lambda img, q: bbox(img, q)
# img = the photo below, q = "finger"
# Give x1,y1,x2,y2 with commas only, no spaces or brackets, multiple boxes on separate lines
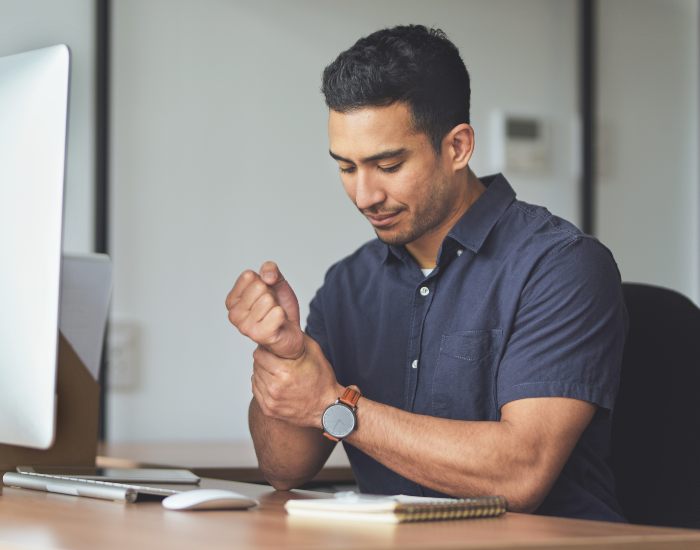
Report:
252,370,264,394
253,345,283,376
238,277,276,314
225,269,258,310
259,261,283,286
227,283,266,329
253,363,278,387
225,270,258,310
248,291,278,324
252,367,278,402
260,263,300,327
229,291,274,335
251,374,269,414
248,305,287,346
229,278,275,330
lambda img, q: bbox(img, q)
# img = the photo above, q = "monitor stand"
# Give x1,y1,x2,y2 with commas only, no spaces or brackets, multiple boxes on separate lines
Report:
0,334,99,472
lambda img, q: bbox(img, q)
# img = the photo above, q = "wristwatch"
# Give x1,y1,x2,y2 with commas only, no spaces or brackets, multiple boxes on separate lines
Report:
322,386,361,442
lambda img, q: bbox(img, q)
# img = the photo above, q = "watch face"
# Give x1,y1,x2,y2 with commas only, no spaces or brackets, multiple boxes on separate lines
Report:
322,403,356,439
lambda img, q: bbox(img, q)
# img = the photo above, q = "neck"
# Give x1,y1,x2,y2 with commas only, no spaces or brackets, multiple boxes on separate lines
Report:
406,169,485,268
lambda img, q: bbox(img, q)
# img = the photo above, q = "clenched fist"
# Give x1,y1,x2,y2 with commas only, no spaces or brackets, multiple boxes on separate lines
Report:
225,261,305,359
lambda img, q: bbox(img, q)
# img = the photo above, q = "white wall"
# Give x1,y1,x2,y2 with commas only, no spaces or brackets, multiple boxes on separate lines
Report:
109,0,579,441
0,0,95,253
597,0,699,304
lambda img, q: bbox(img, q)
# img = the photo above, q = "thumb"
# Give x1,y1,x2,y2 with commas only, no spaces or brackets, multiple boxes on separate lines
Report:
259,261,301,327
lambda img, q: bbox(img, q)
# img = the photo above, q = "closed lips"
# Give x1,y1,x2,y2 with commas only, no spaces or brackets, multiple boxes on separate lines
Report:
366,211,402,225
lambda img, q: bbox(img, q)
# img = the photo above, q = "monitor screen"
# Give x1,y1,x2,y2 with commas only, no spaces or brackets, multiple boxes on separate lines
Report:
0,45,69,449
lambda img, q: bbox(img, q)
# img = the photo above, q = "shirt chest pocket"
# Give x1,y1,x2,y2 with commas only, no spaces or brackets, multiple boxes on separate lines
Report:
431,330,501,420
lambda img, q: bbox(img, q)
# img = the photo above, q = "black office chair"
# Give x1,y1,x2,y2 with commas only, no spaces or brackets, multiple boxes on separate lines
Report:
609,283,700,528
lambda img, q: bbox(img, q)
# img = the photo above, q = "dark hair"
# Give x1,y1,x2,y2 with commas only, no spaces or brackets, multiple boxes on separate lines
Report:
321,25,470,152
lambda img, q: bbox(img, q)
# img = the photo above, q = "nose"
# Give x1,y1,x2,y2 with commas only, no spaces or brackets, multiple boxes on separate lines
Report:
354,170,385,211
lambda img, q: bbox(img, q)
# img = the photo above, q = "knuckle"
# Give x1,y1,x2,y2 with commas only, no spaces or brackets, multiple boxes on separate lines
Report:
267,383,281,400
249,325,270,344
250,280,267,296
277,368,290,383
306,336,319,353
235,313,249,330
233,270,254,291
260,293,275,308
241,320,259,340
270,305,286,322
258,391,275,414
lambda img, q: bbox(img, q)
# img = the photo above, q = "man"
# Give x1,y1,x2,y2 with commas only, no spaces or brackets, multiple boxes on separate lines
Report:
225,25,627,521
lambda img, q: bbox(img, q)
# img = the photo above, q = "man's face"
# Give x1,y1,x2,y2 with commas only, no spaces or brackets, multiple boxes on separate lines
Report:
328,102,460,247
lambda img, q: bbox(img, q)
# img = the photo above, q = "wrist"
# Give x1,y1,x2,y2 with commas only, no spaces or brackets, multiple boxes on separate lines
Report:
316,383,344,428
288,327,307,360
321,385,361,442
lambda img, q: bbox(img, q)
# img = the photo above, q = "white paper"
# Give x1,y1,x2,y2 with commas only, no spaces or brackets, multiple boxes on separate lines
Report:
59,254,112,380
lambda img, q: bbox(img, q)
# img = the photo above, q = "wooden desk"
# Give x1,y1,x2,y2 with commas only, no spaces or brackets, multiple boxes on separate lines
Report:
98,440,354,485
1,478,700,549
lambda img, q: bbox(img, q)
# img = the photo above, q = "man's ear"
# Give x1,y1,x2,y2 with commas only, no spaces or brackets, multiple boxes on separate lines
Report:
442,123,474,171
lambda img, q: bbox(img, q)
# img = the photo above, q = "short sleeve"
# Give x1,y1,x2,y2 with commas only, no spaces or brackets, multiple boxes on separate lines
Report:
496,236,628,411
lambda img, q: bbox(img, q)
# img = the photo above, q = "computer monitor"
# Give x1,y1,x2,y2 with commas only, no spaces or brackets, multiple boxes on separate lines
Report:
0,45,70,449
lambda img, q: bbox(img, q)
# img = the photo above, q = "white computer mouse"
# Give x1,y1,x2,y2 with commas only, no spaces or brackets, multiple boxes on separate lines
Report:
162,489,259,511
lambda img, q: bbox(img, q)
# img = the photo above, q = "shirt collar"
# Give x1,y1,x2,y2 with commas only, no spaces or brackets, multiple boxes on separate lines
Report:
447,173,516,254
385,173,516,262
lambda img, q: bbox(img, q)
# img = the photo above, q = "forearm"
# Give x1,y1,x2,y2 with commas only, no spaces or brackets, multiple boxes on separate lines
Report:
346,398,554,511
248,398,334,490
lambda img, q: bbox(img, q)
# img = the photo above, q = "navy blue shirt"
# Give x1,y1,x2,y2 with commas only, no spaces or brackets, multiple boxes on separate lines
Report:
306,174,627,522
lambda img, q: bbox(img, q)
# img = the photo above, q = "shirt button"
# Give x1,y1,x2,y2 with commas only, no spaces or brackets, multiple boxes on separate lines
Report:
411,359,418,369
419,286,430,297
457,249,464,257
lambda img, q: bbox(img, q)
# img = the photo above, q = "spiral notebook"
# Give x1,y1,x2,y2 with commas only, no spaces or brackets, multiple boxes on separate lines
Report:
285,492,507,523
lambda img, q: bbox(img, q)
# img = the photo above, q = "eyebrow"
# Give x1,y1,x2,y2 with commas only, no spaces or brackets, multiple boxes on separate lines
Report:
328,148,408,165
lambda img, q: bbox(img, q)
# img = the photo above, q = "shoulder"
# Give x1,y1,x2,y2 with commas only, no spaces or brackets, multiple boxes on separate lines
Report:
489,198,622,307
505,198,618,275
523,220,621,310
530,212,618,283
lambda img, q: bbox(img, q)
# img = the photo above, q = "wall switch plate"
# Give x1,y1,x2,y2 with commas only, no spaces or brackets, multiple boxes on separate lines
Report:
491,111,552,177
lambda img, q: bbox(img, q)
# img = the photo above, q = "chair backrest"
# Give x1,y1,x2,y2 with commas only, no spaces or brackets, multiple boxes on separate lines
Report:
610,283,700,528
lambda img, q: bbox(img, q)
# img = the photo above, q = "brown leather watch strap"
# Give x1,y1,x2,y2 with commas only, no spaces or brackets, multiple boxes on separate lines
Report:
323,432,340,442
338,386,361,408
==
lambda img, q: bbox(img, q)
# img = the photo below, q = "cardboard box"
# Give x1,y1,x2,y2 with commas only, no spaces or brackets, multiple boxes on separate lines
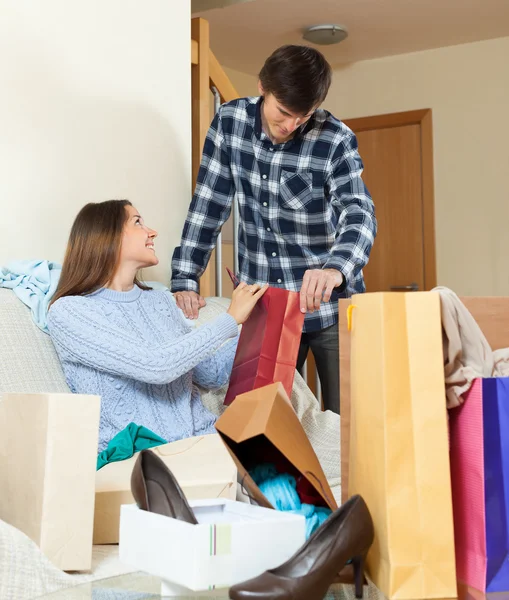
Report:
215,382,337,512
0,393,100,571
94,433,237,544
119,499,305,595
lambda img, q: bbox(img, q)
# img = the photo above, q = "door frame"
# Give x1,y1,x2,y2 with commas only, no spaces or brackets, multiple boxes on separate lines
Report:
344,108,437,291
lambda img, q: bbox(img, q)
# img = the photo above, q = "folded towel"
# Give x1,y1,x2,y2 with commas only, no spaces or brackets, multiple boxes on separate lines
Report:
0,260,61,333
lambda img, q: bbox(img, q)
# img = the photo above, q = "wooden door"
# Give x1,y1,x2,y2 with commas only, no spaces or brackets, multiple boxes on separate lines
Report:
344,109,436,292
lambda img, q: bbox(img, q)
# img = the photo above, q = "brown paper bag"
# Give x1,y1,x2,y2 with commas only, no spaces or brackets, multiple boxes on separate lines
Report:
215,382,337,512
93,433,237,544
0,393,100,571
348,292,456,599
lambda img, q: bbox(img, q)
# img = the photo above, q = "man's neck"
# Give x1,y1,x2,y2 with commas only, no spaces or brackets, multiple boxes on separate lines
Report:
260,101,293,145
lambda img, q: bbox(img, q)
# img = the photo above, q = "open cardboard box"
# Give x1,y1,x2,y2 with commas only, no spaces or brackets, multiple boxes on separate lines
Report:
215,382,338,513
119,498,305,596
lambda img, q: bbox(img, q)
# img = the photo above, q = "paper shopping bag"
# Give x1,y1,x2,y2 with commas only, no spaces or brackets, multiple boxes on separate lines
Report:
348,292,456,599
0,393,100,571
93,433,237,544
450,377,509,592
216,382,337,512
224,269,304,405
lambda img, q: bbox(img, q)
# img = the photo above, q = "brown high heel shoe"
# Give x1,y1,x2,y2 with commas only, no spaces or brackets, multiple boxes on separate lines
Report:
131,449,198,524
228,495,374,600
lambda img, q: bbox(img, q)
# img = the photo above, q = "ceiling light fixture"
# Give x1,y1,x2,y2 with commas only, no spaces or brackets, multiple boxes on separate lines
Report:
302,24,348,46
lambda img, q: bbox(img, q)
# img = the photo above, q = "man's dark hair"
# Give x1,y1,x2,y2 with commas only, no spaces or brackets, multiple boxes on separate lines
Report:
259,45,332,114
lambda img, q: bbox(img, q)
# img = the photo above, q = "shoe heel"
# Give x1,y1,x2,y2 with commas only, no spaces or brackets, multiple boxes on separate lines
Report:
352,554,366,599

:: Task instructions ::
When the string "cardboard" occurs in a line of the material, that line belongs in the answer.

:: Response to the exercise ::
# img = the photo below, q = "cardboard box"
# img = the photo above, q = "open cardboard box"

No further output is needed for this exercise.